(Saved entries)
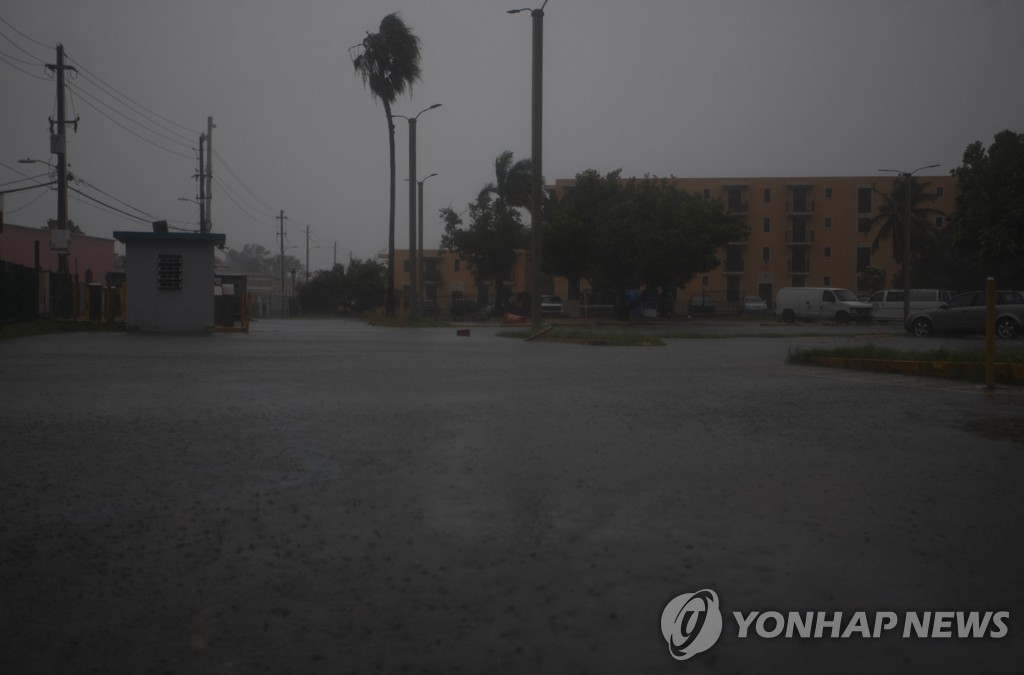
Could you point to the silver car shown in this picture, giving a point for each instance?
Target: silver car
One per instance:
(966, 313)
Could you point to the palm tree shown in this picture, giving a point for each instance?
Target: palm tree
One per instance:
(893, 211)
(511, 190)
(389, 62)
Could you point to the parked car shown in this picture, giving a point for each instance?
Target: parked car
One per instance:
(466, 309)
(551, 305)
(888, 305)
(755, 303)
(966, 313)
(701, 304)
(820, 303)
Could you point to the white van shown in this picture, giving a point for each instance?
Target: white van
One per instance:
(821, 303)
(888, 305)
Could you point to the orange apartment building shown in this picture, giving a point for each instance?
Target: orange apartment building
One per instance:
(803, 231)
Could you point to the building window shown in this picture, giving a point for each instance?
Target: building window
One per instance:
(863, 258)
(732, 289)
(863, 200)
(169, 272)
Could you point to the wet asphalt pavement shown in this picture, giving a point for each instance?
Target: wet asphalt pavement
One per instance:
(329, 497)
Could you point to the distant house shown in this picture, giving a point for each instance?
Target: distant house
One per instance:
(169, 279)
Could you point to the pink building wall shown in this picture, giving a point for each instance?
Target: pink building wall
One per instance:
(86, 254)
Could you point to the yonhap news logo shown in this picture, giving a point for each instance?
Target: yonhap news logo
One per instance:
(692, 623)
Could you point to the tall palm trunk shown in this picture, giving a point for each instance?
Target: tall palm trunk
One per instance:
(389, 296)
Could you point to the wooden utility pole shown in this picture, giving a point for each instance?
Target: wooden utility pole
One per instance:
(281, 218)
(208, 222)
(202, 184)
(58, 145)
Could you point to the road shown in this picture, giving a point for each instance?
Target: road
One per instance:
(329, 497)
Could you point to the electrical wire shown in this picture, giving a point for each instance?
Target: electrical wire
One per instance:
(134, 106)
(109, 196)
(227, 166)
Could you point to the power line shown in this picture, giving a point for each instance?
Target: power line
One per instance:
(87, 95)
(133, 106)
(242, 182)
(109, 196)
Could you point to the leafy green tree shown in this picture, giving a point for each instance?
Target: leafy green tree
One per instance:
(987, 227)
(873, 279)
(363, 285)
(889, 223)
(388, 61)
(637, 234)
(492, 241)
(254, 259)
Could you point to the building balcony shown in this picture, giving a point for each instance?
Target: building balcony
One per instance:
(798, 267)
(733, 269)
(799, 238)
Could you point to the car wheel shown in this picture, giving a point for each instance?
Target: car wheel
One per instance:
(922, 328)
(1006, 328)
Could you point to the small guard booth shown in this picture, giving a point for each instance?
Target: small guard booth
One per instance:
(169, 281)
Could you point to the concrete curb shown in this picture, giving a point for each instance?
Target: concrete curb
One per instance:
(1005, 373)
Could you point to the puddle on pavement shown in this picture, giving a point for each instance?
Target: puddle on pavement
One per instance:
(996, 428)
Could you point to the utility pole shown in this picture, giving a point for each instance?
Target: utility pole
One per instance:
(208, 222)
(282, 219)
(58, 145)
(202, 184)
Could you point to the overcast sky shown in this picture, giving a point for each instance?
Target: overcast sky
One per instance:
(723, 88)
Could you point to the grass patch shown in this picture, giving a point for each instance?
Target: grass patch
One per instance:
(583, 336)
(961, 355)
(52, 327)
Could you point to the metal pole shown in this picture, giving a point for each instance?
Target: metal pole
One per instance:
(419, 238)
(537, 192)
(413, 309)
(906, 250)
(990, 332)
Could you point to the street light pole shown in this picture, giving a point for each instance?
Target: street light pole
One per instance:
(907, 175)
(419, 238)
(412, 206)
(537, 181)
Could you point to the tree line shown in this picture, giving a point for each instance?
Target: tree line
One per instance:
(646, 234)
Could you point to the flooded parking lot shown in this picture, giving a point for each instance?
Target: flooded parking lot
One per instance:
(331, 497)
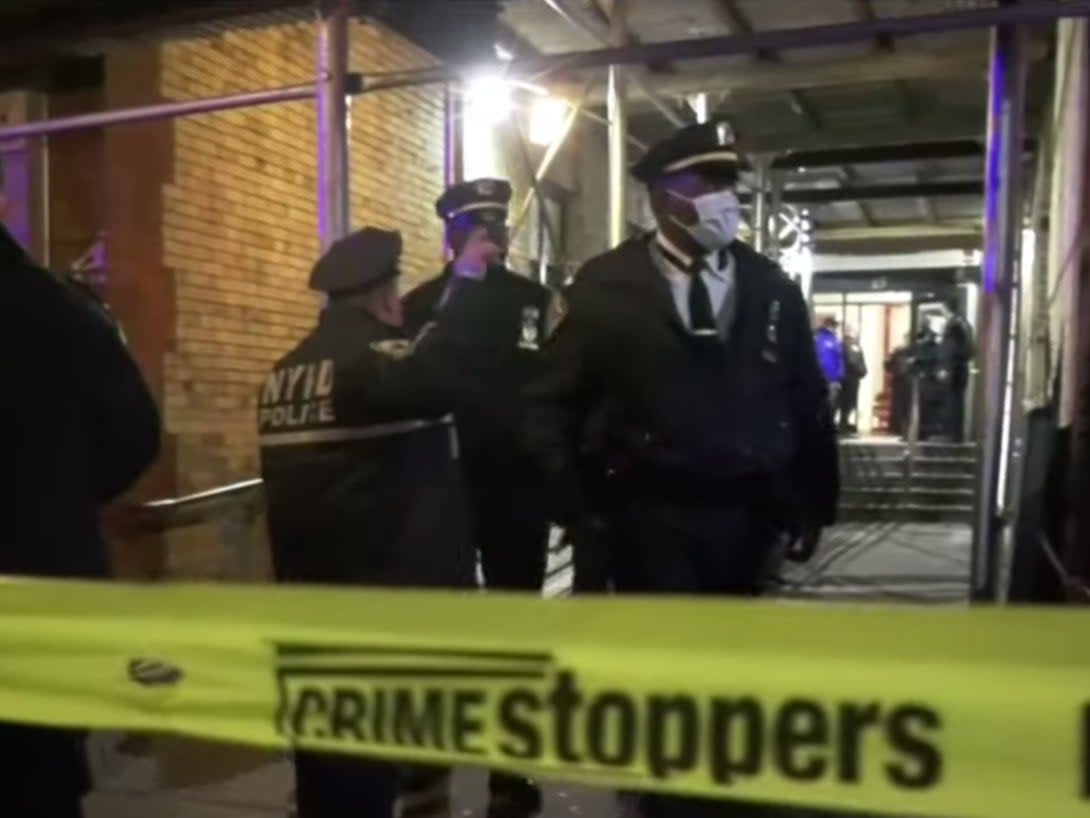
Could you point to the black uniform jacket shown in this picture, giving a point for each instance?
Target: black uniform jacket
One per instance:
(956, 350)
(360, 455)
(509, 322)
(80, 424)
(675, 411)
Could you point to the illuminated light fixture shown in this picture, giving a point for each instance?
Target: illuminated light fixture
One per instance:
(547, 119)
(486, 103)
(487, 99)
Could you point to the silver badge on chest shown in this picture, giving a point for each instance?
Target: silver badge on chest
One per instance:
(528, 338)
(771, 352)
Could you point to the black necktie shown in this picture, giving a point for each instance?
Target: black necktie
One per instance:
(701, 314)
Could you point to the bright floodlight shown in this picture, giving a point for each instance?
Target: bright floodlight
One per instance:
(547, 117)
(487, 99)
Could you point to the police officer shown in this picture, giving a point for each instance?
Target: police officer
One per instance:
(509, 513)
(359, 457)
(955, 352)
(80, 426)
(717, 421)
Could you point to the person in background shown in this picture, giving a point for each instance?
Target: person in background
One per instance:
(715, 429)
(360, 461)
(898, 367)
(507, 498)
(855, 371)
(931, 394)
(80, 429)
(956, 349)
(830, 356)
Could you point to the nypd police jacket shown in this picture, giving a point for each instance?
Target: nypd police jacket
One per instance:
(671, 413)
(79, 422)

**WHAT YOU SHOULD DO:** In the records above, find each line with the word "black" and copy it out.

**RESPONSE TO THIS EXERCISE:**
Could you point to the black uniform jacket shown in this picture, giving a point for each instance?
Target: black uniform jacket
Could you point to the black necktie shown in this picture, giving a point for each instance?
Target: black necktie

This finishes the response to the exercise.